::: 提供資料

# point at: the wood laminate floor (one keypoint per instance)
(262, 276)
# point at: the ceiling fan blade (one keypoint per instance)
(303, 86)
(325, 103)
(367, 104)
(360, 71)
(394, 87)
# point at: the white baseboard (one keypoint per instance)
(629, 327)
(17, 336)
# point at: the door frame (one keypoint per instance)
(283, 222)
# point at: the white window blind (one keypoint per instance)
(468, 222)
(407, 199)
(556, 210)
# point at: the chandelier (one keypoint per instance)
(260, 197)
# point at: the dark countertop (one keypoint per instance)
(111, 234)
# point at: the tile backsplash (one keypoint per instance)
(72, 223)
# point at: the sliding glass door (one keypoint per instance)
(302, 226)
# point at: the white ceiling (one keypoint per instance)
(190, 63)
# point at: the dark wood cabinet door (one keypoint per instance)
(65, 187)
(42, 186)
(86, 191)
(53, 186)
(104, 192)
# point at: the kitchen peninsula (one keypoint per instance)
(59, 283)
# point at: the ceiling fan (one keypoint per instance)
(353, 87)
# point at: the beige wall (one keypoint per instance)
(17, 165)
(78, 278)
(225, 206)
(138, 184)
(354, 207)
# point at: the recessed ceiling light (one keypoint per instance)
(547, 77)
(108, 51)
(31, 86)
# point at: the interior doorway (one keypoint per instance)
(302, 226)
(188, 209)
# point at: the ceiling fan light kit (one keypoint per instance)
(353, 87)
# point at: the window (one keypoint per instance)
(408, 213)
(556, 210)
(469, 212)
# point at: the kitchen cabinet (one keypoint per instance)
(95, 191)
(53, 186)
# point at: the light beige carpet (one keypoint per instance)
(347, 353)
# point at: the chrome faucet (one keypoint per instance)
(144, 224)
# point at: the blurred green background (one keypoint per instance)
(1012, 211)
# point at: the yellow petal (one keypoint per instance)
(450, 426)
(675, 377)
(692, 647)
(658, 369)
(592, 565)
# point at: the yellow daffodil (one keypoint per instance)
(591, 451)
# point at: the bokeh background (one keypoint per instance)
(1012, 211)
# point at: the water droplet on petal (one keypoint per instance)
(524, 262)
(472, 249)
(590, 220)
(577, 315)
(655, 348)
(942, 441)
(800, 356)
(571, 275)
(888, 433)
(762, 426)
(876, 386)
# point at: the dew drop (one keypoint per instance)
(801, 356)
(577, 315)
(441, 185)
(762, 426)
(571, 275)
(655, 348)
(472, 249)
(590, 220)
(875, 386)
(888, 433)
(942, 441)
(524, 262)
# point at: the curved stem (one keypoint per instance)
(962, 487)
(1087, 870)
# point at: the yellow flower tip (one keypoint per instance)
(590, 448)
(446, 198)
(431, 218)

::::::

■ 問題文
上の資料のうち、「# point at: the yellow petal」を含む行から資料の末尾までを、両端の行も含めて一字一句変えずにもう一度書き出せ。

■ 解答
# point at: the yellow petal (one keypoint per instance)
(450, 426)
(675, 377)
(692, 647)
(658, 369)
(592, 565)
# point at: the yellow daffodil (one keypoint per instance)
(591, 451)
# point at: the bokeh background (one keypoint per instance)
(1012, 211)
# point at: the water droplet on petal (one keypoint per instance)
(524, 262)
(472, 249)
(590, 220)
(577, 315)
(655, 348)
(942, 441)
(800, 356)
(571, 275)
(888, 433)
(762, 426)
(876, 386)
# point at: the dew drop (one keypoint per instance)
(801, 356)
(577, 315)
(441, 185)
(762, 426)
(571, 275)
(655, 348)
(472, 249)
(590, 220)
(875, 386)
(888, 433)
(942, 441)
(524, 262)
# point at: the curved stem (one keypoint per instance)
(962, 487)
(1087, 870)
# point at: the yellow flower tip (one keypoint per instance)
(590, 448)
(446, 198)
(431, 218)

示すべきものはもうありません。